REQUIREMENT: Scan the records for the string "horse" and copy every line that holds it.

(Saved data entries)
Segment Open

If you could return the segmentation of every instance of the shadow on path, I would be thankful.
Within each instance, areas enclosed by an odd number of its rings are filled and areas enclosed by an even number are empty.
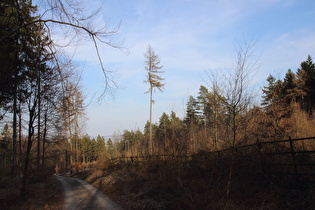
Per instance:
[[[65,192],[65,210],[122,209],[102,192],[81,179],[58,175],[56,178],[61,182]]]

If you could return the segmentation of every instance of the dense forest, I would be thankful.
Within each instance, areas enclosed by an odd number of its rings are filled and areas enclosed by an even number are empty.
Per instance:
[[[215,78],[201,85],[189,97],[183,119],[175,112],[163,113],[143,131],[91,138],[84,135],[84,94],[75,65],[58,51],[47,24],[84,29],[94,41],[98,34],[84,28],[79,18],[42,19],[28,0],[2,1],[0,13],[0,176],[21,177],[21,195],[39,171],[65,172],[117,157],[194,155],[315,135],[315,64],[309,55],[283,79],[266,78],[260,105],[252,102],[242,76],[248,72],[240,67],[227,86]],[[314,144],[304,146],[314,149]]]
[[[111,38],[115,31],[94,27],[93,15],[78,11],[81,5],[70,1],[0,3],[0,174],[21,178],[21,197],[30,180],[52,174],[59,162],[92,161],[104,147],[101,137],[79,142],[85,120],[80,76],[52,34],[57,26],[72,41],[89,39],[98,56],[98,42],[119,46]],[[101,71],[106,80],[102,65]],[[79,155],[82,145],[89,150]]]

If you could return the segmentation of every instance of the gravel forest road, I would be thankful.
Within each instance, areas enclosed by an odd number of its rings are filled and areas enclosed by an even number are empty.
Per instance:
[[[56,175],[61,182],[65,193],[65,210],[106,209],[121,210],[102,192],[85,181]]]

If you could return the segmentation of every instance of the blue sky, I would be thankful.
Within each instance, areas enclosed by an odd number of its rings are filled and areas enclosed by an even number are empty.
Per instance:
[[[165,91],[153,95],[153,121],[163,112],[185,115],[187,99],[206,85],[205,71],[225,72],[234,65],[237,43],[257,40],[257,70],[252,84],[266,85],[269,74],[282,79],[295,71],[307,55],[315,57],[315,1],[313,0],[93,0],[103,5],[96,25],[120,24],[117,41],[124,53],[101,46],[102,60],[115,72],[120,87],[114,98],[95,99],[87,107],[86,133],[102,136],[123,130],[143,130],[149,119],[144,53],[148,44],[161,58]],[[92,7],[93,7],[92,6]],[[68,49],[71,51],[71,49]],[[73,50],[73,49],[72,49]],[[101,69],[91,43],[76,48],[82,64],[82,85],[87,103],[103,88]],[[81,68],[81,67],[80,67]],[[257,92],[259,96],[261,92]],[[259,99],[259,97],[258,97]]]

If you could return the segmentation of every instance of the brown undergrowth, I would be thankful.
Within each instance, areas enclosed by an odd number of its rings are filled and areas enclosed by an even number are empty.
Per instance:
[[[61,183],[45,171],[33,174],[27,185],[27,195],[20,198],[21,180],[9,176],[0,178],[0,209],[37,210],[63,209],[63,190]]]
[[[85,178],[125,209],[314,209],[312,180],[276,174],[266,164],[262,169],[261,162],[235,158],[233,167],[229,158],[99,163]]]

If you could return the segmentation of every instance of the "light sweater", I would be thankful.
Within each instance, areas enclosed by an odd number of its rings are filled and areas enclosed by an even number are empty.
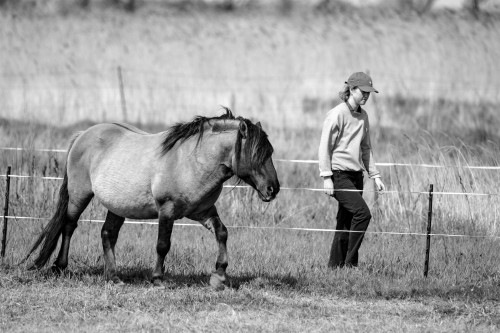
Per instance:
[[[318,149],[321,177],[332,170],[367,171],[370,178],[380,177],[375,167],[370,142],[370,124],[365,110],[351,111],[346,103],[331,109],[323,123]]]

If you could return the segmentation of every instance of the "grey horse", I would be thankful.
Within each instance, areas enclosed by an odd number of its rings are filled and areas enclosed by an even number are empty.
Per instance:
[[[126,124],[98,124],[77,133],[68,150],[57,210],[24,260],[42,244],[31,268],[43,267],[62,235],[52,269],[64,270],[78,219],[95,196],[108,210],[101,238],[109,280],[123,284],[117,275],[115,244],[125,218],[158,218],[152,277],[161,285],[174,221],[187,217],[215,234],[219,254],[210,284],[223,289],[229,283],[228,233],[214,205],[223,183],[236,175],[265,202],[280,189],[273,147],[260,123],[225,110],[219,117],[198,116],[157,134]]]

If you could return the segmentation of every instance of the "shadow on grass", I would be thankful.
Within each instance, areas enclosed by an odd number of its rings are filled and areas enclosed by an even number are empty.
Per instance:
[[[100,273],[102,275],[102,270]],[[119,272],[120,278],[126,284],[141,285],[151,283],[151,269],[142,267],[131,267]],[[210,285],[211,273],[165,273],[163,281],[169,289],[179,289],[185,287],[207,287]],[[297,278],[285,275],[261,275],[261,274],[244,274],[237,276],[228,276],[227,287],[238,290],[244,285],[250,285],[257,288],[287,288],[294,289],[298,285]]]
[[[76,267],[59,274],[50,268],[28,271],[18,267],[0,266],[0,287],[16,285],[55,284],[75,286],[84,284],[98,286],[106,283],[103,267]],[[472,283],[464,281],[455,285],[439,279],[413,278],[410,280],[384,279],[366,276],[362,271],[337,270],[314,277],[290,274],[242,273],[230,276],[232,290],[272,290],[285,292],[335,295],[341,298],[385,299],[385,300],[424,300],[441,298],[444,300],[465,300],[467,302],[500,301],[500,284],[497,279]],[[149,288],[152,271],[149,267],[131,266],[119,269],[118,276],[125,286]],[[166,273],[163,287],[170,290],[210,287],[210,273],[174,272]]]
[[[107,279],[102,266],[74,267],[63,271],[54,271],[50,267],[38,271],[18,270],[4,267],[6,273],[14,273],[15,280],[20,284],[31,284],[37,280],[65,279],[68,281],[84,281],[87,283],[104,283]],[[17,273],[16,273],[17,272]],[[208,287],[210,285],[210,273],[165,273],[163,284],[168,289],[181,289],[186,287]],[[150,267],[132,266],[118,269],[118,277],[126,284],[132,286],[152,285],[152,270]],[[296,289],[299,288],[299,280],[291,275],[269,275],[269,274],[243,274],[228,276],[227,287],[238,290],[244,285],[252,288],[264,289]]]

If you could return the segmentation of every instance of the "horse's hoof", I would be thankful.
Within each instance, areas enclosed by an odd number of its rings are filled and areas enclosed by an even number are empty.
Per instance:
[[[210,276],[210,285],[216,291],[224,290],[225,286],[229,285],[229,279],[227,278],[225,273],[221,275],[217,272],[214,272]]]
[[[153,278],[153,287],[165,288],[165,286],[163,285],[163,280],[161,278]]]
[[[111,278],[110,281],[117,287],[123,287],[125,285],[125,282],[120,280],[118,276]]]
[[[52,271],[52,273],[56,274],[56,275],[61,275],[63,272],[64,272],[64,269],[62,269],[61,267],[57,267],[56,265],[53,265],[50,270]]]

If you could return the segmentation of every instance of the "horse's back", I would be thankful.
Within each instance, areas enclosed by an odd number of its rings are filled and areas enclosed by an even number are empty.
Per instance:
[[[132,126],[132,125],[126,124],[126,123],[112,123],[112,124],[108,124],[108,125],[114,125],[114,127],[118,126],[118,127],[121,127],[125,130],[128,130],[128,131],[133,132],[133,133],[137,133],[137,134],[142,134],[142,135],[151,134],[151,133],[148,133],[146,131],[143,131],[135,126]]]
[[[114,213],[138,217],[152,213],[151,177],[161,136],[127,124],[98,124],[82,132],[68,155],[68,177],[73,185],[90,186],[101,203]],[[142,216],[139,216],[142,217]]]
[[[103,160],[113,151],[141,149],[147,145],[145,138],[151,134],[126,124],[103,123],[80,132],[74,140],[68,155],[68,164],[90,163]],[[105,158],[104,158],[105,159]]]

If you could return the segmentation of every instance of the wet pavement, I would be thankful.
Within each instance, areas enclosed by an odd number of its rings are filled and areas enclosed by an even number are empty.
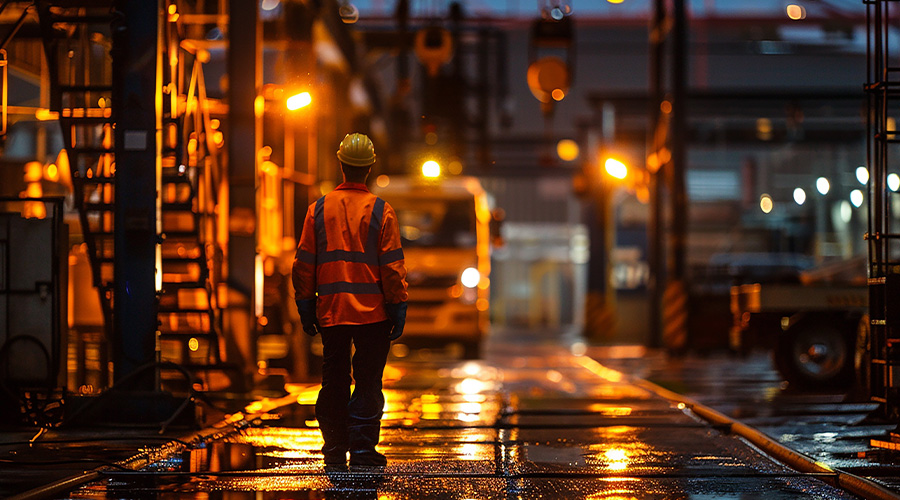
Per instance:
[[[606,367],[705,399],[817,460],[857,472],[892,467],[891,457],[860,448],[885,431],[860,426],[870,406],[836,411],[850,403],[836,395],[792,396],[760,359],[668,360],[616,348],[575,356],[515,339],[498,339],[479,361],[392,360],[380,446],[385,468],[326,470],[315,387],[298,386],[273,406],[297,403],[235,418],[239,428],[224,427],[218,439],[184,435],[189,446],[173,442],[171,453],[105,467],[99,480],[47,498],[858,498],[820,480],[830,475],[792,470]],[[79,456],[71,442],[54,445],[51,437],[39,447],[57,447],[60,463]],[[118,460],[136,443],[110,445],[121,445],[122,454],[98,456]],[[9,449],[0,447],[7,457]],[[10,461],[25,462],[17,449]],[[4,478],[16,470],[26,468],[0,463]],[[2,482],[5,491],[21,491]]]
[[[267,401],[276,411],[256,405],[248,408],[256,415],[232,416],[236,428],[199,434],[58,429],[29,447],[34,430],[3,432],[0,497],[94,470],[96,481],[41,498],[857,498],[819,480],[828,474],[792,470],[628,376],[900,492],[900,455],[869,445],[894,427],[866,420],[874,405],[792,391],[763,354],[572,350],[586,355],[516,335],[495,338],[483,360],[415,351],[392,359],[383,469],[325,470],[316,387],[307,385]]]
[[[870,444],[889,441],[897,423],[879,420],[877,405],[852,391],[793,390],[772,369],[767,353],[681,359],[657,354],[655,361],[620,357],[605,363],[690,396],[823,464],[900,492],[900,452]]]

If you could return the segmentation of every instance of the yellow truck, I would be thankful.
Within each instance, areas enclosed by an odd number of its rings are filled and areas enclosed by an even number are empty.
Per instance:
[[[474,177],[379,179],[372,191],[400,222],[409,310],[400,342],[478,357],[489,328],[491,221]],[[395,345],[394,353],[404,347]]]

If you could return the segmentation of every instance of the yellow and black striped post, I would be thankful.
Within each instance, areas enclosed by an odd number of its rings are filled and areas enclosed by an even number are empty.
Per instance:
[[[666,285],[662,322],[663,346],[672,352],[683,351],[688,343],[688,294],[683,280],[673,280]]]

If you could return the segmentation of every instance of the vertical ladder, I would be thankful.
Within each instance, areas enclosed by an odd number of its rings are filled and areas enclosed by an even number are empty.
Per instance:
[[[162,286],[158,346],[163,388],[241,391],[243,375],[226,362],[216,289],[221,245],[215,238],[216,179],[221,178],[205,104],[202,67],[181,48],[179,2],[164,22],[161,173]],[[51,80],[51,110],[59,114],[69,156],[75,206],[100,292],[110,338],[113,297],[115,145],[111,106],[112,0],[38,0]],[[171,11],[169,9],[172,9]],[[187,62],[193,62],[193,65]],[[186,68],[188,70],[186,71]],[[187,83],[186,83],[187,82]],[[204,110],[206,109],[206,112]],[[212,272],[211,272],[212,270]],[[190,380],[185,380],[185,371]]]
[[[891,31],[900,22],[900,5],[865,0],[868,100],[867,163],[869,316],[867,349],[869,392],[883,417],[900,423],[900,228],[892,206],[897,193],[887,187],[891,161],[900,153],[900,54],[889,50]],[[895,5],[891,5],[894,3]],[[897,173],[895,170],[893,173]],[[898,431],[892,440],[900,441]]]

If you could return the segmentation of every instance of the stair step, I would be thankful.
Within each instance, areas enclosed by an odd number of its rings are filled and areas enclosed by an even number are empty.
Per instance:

Segment Closed

ANSWER BOX:
If you could return the segmentation of every instance of the "grey horse", I would be thankful.
If you could return the segmentation of every instance of the "horse's hoof", I would be thankful.
If you could return the segmentation of every instance of the "horse's back", I would be thankful.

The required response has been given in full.